#### What is expected:
Print the full listing exactly.

===== Extracted material =====

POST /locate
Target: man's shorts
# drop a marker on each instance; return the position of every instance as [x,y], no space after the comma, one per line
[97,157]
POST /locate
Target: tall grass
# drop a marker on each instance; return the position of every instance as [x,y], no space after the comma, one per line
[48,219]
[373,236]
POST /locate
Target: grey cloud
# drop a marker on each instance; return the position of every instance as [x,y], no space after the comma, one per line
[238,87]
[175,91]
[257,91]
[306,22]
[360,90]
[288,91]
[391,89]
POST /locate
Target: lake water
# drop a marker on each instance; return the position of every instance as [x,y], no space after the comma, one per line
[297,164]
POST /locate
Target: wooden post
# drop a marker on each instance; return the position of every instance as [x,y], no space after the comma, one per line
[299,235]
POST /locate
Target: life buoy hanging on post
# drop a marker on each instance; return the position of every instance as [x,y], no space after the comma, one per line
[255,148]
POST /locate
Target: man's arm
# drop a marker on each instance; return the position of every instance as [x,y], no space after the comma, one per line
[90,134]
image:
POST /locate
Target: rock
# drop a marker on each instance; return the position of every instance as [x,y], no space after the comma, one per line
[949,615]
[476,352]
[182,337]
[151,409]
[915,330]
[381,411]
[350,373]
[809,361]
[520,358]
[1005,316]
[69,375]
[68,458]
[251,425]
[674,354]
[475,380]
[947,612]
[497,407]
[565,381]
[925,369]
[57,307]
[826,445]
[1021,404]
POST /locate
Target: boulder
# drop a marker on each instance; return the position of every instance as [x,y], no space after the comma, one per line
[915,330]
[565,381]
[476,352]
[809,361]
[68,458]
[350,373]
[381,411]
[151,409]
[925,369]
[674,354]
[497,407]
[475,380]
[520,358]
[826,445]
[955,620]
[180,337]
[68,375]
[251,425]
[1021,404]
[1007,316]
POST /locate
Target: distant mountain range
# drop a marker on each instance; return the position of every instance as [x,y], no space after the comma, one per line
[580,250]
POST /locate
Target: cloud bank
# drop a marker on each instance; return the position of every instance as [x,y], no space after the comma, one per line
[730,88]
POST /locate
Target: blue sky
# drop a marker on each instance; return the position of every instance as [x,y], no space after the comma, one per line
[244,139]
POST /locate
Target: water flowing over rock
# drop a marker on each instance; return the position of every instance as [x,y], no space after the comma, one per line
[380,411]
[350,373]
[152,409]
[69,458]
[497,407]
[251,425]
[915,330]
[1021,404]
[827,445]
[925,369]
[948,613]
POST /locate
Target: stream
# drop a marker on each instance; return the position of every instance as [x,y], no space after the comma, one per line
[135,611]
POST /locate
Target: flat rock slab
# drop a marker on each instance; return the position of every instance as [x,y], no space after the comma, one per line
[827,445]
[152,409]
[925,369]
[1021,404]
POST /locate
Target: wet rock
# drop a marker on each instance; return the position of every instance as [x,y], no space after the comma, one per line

=====

#### Answer to this problem:
POST /locate
Target: man's shorts
# drop a marker on each instance; return the position of every instance as [x,y], no space after the comma, one per line
[97,157]
POST /locate
Target: tall grass
# drop a marker on each instance; return the position of every instance as [x,y], no space after the comma, one per line
[48,219]
[373,236]
POST /locate
Target: grey cloud
# drop a marker on each instance; return the position of every instance as [x,y], no space after the comma, one per line
[238,87]
[175,91]
[257,91]
[306,22]
[360,90]
[288,91]
[391,89]
POST /locate
Target: lake water
# drop a marker on each instance; return the position of every instance as [x,y], no space after the comma, one per line
[297,164]
POST /locate
Target: wooden post
# drop a marker on each instance; return the position of every instance as [x,y], no space after the comma, one per line
[299,235]
POST /locate
Target: life buoy hanging on post
# drop a marker on each instance; return the position of every instance as [x,y], no space after the comma, one per line
[255,148]
POST /locate
Target: man's arm
# drop a marker on each instance; return the position of every instance as [x,y], no space after the comma, one per line
[90,134]
image:
POST /locate
Target: rock
# drop a marker on each instance; return the position of every instance as [x,y], no space after the comma, one per line
[949,615]
[476,352]
[182,337]
[151,409]
[915,330]
[381,411]
[350,373]
[809,361]
[520,358]
[1005,316]
[69,375]
[68,458]
[251,425]
[674,354]
[475,380]
[947,612]
[497,407]
[565,381]
[925,369]
[57,307]
[826,445]
[1021,404]
POST /locate
Target: boulder
# drop a marker on each instance; return the position of every instance as [x,y], no space after the comma, one per line
[915,330]
[565,381]
[476,352]
[809,361]
[68,458]
[350,373]
[381,411]
[151,409]
[925,369]
[674,354]
[497,407]
[475,380]
[520,358]
[826,445]
[955,620]
[180,337]
[68,375]
[251,425]
[1021,404]
[1007,316]
POST /locate
Target: distant mountain range
# drop a marker on each instance; return the position of every instance as [x,y], no space after the comma, one per line
[580,250]
POST /locate
Target: cloud bank
# drop a marker on each instance; return the position of every instance as [x,y], no space after the comma, one per line
[730,88]
POST /locate
Target: blue sky
# drop a marker on each instance; return the position of every instance as [x,y], no space after the comma, one per line
[244,139]
POST /locate
Target: water flowing over rock
# drop a marker on each instance; return the position of every instance as [x,y], no space after the comma, one per line
[380,411]
[350,373]
[152,409]
[69,458]
[497,407]
[251,425]
[915,330]
[1021,404]
[827,445]
[925,369]
[948,613]
POST /locate
Target: stream
# drop a marker on each instance; return the position of every instance as [x,y], no space after the comma, one per line
[135,611]
POST /locate
Target: flat rock slab
# drop a marker on each instance; return the position of every instance as [x,y], no space after the comma, one per line
[827,445]
[152,409]
[925,369]
[1021,404]
POST /locate
Target: wet rock
# drop a marker on each instance; return the position of every instance as [x,y], no space after the comma, one per line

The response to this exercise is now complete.